Reproduce the listing below exactly. Pictures do not belong in the copy.

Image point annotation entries
* * * * *
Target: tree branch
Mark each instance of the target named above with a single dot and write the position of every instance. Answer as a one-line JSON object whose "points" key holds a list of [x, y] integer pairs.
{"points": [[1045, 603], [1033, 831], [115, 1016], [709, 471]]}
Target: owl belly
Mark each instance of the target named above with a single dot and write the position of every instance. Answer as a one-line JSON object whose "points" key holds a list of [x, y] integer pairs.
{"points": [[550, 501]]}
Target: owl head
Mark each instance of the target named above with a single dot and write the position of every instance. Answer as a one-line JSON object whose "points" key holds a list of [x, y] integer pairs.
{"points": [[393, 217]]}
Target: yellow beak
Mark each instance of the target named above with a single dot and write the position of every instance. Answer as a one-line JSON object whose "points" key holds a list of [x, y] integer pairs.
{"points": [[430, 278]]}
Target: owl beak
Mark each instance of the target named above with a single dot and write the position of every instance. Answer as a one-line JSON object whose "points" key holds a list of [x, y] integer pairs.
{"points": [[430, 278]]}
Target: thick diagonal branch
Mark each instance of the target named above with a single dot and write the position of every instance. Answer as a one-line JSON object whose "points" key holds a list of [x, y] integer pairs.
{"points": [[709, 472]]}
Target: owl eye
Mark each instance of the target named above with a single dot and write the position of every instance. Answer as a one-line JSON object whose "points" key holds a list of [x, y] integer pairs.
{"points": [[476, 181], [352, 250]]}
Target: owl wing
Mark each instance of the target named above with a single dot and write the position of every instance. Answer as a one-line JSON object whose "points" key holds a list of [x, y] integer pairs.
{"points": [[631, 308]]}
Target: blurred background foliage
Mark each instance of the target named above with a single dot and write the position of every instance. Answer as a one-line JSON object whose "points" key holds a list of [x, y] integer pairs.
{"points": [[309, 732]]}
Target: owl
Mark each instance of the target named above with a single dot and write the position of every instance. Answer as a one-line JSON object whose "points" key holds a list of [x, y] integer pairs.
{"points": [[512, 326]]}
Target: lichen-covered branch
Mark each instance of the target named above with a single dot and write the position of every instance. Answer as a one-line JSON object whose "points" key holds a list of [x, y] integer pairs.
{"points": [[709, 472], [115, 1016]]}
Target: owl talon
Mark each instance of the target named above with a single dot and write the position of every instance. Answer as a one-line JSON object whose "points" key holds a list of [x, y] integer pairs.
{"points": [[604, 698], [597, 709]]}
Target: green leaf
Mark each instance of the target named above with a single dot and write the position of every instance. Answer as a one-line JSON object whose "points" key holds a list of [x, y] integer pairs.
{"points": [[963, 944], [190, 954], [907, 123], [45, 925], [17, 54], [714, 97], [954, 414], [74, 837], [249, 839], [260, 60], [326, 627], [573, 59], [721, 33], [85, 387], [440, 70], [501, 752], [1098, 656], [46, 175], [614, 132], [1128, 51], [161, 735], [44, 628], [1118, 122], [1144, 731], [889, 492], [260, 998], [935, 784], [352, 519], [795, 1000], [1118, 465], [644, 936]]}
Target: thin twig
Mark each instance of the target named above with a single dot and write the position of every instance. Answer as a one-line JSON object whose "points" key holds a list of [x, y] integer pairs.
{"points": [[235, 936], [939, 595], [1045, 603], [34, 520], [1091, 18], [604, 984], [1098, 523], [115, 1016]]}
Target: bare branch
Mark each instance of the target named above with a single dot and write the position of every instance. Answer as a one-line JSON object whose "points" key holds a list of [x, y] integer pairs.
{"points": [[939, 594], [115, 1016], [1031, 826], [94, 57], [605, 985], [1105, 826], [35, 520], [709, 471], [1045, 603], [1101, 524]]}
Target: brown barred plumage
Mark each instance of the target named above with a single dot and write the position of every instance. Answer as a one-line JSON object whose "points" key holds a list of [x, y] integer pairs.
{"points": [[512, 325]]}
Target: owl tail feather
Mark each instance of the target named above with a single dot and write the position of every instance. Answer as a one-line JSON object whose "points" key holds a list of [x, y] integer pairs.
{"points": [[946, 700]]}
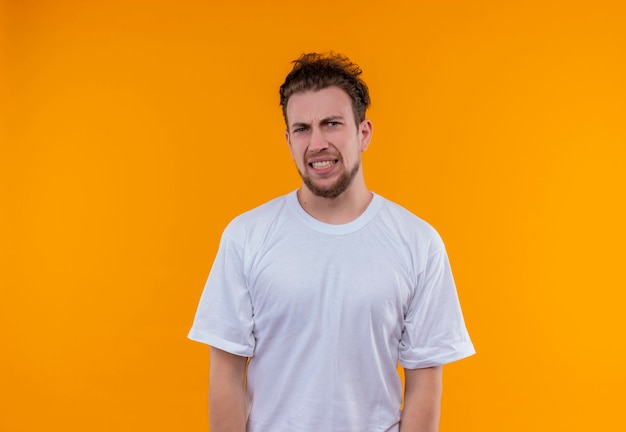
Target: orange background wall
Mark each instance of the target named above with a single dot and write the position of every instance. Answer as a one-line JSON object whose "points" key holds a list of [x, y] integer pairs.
{"points": [[133, 131]]}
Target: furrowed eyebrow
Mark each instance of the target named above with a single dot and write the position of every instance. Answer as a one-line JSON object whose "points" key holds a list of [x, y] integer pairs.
{"points": [[299, 125], [331, 118]]}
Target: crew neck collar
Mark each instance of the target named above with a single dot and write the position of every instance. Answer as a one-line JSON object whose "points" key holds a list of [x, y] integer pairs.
{"points": [[334, 229]]}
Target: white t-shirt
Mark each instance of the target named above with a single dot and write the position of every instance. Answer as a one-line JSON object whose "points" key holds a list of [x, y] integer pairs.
{"points": [[326, 312]]}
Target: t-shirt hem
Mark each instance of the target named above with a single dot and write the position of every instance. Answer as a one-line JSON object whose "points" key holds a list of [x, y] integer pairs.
{"points": [[465, 350], [217, 342]]}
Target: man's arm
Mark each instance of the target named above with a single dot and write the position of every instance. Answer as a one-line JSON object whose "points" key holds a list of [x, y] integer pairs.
{"points": [[227, 398], [422, 400]]}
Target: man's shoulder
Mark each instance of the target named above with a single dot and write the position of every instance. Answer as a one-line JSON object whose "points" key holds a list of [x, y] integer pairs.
{"points": [[257, 217], [408, 224]]}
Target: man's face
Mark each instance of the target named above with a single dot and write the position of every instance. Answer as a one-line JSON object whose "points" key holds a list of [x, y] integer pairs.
{"points": [[324, 140]]}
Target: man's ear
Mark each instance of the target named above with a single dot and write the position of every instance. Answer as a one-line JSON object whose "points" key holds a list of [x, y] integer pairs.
{"points": [[365, 134]]}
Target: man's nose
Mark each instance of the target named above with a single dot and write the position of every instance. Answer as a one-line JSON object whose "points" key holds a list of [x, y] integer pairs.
{"points": [[318, 141]]}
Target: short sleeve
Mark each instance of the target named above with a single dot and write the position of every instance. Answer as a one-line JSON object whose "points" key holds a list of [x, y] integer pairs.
{"points": [[224, 318], [434, 329]]}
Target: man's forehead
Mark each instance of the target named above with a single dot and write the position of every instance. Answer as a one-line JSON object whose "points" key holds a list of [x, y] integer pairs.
{"points": [[317, 104]]}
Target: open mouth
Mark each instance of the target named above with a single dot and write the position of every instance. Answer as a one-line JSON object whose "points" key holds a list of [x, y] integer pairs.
{"points": [[323, 164]]}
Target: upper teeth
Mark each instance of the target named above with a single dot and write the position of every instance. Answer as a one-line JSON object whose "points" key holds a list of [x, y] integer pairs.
{"points": [[322, 164]]}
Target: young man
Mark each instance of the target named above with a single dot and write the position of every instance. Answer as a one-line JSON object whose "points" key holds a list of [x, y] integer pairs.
{"points": [[314, 297]]}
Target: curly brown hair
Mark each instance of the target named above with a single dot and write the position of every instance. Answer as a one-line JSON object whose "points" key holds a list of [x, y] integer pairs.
{"points": [[315, 71]]}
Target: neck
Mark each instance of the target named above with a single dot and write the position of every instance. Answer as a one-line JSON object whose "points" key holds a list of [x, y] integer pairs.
{"points": [[339, 210]]}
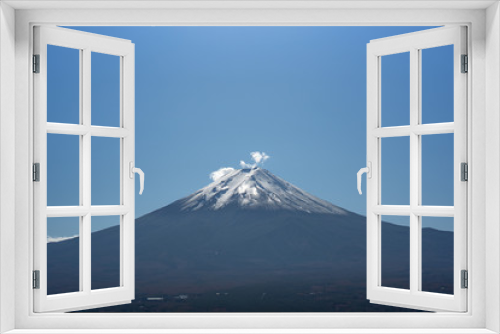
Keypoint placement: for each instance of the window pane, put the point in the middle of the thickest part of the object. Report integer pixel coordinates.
* * * * *
Problem solution
Target: tree branch
Mark each instance of the target named above with a single dot and write the position of every instance. Answer as a one-line JSON object whose "points" key holds a list of [x, y] integer pairs.
{"points": [[1045, 603], [1033, 831], [115, 1016], [709, 471]]}
Target: owl belly
Mark each instance of the target named above with a single dot and write the position of every instance. Answer as a one-line JSON object whose "points" key holds a list of [x, y] integer pairs.
{"points": [[550, 501]]}
Target: owl head
Mark each instance of the target named above with a single dot and write the position of every instance. Answer as a one-line JSON object whose "points" key holds a list of [x, y] integer pairs.
{"points": [[393, 217]]}
Target: yellow beak
Mark each instance of the target named above with a single dot and write the position of every instance. Answer as a one-line JSON object whose "points" key holds a list of [x, y] integer pairs.
{"points": [[430, 278]]}
Target: owl beak
Mark each instance of the target named above with a single dot and write the position of every instance. Answer as a one-line JSON object whose "points" key holds a list of [x, y] integer pairs.
{"points": [[430, 278]]}
Target: thick diagonal branch
Mark each instance of the target named above with a single dot and write the position of every instance. Answer as a one-line JSON object whose "points" key holds a list of [x, y] integer pairs.
{"points": [[709, 472]]}
Target: owl eye
Mark each instance of the target named above with a single dot and write the position of every instance. Answer as a one-line JSON object whose "points" key holds a list of [x, y] integer pairs.
{"points": [[476, 181], [352, 250]]}
Target: owl wing
Mark each instance of the target named above with a single dot and write the position of every instance. Answer as a one-line JSON object whose "points" key holds a list of [x, y] integer pairs.
{"points": [[631, 308]]}
Target: blurred background foliage
Mark each instance of the target named above with a single dot and write the position of every instance. Answer as a one-line JSON object whose "points" key holds a list of [x, y] integer pairs.
{"points": [[309, 732]]}
Target: owl
Mark each instance of the target named above with a single dot and write the position of every instance. Answer as a one-line JSON object whose "points" key holds a list of [x, y] integer pairs.
{"points": [[512, 326]]}
Target: lichen-covered branch
Mark each instance of the target named above with a single dot and write the position of every instance. Answer as a one-line JSON object whose "points" key holds a list of [x, y] integer pairs.
{"points": [[709, 472], [115, 1016]]}
Target: owl talon
Mark each instance of the target named above with a single dot and write the position of every instance. Answer as a one-line JSON object whose "points" key holds a list of [x, y] integer pairs.
{"points": [[604, 698], [597, 709]]}
Target: green leaf
Mark each instance of the target named above with a single dot and write the position of every instance. Answer as a one-line JSON object whose "points" key holds a list of [x, y] integer pairs.
{"points": [[963, 944], [190, 954], [907, 123], [45, 925], [17, 54], [714, 97], [954, 414], [74, 837], [249, 839], [260, 60], [326, 627], [573, 59], [721, 33], [85, 387], [440, 70], [501, 752], [1098, 656], [46, 175], [614, 132], [1128, 51], [161, 735], [44, 628], [1118, 122], [1144, 731], [889, 492], [260, 998], [935, 784], [352, 519], [795, 1000], [1118, 465], [644, 936]]}
Target: thin twig
Mark each instance of the target named above with a single dot and write the position of every instance. Answer as a one-line JSON object whose "points" key holds a list of [x, y] integer pairs.
{"points": [[235, 936], [939, 595], [1045, 603], [34, 520], [1091, 18], [604, 984], [1098, 523], [115, 1016]]}
Target: bare branch
Mark each instance of the target named above with a single dot and write the position of every instance. Answer as a one-line JSON object whose "points" key holds a list of [x, y] integer pairs.
{"points": [[939, 594], [115, 1016], [1031, 826], [94, 57], [605, 985], [1105, 826], [35, 520], [709, 471], [1045, 603], [1101, 524]]}
Target: brown barred plumage
Mark each instance of the target named above with a single dot and write the position of every instance. Answer as a one-line JSON object whose "points" key holds a list of [x, y] integer pairs.
{"points": [[512, 325]]}
Target: owl tail feather
Mark each instance of the target named above with a single dot and write the position of every instance. Answer as a one-line JSON object whose "points" key holds a list of [x, y] integer pairs.
{"points": [[946, 700]]}
Target: orange background wall
Mark each instance of the target named above with a single dot and write the position of every instance. Answer as a one-line JSON object whose "points" key holds a list of [x, y] integer pairs.
{"points": [[133, 131]]}
Target: furrowed eyebrow
Mark each instance of the target named above with a single dot and write the position of every instance. Answer as a one-line JSON object whose "points" key holds a list of [x, y] integer pairs.
{"points": [[299, 125], [331, 118]]}
Target: crew neck collar
Mark each instance of the target named above with a single dot and write the position of every instance. Answer as a one-line JSON object whose "points" key holds a list of [x, y] integer pairs.
{"points": [[334, 229]]}
Target: white t-shirt
Mark each instance of the target named above with a single dot and write the position of every instance. Answer as a one-line JSON object whose "points" key holds a list of [x, y] integer pairs.
{"points": [[326, 312]]}
Target: t-shirt hem
Mark each instance of the target named above with a single dot and write the position of every instance. Answer as a one-line JSON object whose "points" key holds a list of [x, y] integer pairs.
{"points": [[465, 350], [217, 342]]}
Target: man's arm
Mark each instance of the target named above with a single dot and write the position of every instance. Answer as a one-line JSON object whose "points" key holds a list of [x, y] integer pairs.
{"points": [[227, 398], [422, 400]]}
Target: man's shoulder
Mark each instance of the target named above with a single dot and write the position of every instance. Answer as a one-line JSON object whose "points" key holds a list of [x, y] integer pairs.
{"points": [[257, 217], [408, 224]]}
Target: man's face
Mark each instance of the target named above with a single dot and write the position of every instance. Answer as a one-line JSON object whose "points" key holds a list of [x, y] integer pairs.
{"points": [[324, 140]]}
Target: man's ear
Mark each instance of the target named above with a single dot and write the position of every instance. Answer as a one-line JSON object whose "points" key holds a list of [x, y] integer pairs.
{"points": [[365, 134]]}
Target: man's nose
Mark each instance of the target named above with a single dot and write the position of every instance. Answer as a one-line JSON object whose "points" key holds a list of [x, y] integer pairs.
{"points": [[318, 141]]}
Target: short sleeve
Mark each instance of the target named above with a single dot and write the position of every instance. Answer as a one-line JSON object whose "points" key holds a list of [x, y] integer pairs.
{"points": [[224, 318], [434, 329]]}
Target: man's forehead
Mark each instance of the target named above with a single dot and write the position of every instance. Answer as a one-line JSON object whose "points" key holds a list of [x, y] integer pairs.
{"points": [[317, 104]]}
Target: open mouth
Mark each instance of the target named above with a single dot and write the position of every instance. Answer as a one-line JSON object whose "points" key holds a list of [x, y] integer pairs.
{"points": [[323, 164]]}
Target: upper teeth
Mark each instance of the target named above with a single dot and write the position of every instance. Answer as a one-line JSON object whose "points" key holds a list of [x, y] integer pairs.
{"points": [[322, 164]]}
Target: young man
Mark each instance of the target named above with a single dot and write the position of every instance. Answer as a one-line JSON object whose "points" key holds a list of [x, y] integer pairs.
{"points": [[314, 297]]}
Target: curly brown hair
Mark each instance of the target named above with a single dot and write the position of every instance. Answer as a one-line JSON object whose "points" key holds a list of [x, y] integer pairs.
{"points": [[315, 71]]}
Target: neck
Mark each instance of the target named above with a single dot and write the position of every instance. Answer as a one-line JSON object whose "points" key holds a list of [x, y] integer pairs.
{"points": [[339, 210]]}
Keypoint placement: for each instance of the window pane, put the point in the middle of the thickest part of the object. Report integer pixel coordinates.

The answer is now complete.